---- Records to use

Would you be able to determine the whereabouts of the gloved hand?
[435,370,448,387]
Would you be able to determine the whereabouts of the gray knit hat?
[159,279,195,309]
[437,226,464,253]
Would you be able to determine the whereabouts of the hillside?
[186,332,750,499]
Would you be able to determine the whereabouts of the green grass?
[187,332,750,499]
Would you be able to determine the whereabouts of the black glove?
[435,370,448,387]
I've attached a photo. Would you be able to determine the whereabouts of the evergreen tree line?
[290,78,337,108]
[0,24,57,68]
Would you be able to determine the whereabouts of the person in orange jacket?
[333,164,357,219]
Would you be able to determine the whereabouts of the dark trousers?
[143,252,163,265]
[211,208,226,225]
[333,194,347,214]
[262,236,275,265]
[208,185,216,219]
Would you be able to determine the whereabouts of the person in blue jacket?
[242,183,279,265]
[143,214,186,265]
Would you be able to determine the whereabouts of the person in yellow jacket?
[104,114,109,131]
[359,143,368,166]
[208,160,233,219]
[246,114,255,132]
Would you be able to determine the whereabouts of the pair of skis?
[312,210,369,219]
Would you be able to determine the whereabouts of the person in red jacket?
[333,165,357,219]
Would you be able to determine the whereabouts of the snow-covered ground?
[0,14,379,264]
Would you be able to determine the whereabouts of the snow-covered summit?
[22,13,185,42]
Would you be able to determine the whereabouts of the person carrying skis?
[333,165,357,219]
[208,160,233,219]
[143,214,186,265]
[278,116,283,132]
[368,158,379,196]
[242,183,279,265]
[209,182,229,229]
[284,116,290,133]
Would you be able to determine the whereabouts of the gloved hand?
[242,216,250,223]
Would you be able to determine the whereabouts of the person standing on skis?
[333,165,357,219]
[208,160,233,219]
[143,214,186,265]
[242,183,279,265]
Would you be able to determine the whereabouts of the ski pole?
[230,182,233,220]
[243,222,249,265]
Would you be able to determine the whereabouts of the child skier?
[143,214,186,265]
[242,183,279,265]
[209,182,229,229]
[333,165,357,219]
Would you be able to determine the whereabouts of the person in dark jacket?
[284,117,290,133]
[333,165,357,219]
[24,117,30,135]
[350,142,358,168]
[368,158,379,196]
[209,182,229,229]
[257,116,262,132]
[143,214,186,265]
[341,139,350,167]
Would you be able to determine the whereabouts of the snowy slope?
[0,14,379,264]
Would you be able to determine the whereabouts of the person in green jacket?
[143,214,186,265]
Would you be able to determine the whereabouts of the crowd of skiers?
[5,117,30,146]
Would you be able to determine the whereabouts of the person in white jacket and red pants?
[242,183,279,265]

--------

Arrange the portion of the listing above that opens with the line containing "Would you be able to determine the whereabouts of the green" and closes with the line containing "[242,216,250,223]" as a Markdown table with the columns Row and Content, omitting blank lines. Include both end lines and nothing outside that span.

> The answer
| Row | Content |
|---|---|
| 1 | Would you be able to determine the whereabouts of the green grass? |
| 2 | [187,332,750,499] |
| 3 | Would you be able to determine the whereabouts of the black glove? |
| 4 | [435,370,448,387] |
| 5 | I've attached a photo. Would you be able to determine the whereabouts of the evergreen tree line? |
| 6 | [290,78,337,108] |
| 7 | [0,24,57,68] |
| 8 | Would you be able to determine the whereabouts of the person in orange jacket? |
| 9 | [333,164,357,219] |
| 10 | Would you be able to determine the whereabouts of the dark trousers? |
| 11 | [143,252,163,265] |
| 12 | [211,208,226,225] |
| 13 | [333,194,347,214] |
| 14 | [262,236,275,265] |
| 15 | [208,185,216,219] |
| 16 | Would you be able to determine the whereabouts of the person in blue jacket? |
| 17 | [242,183,279,265] |
| 18 | [143,214,186,265] |
| 19 | Would you be able to determine the whereabouts of the person in yellow jacket? |
| 20 | [104,114,109,131] |
| 21 | [359,143,368,166] |
| 22 | [208,160,233,219] |
| 23 | [246,114,255,132] |
| 24 | Would you be able to determine the whereabouts of the pair of skis? |
| 25 | [312,210,369,219] |
| 26 | Would you be able to determine the whereabouts of the person in red jacket? |
| 27 | [333,165,357,219] |
| 28 | Would you be able to determine the whereabouts of the snow-covered ground? |
| 29 | [0,14,379,264] |
| 30 | Would you be able to determine the whereabouts of the snow-covered summit? |
| 31 | [22,13,185,42] |
| 32 | Would you be able to determine the whereabouts of the person carrying skis? |
| 33 | [333,165,357,219] |
| 34 | [208,160,233,219] |
| 35 | [143,214,186,265] |
| 36 | [278,116,283,132] |
| 37 | [368,158,379,196] |
| 38 | [242,183,279,265] |
| 39 | [209,182,229,229] |
| 40 | [284,116,290,133] |
| 41 | Would you be able to determine the whereabouts of the gloved hand? |
| 42 | [242,216,250,223] |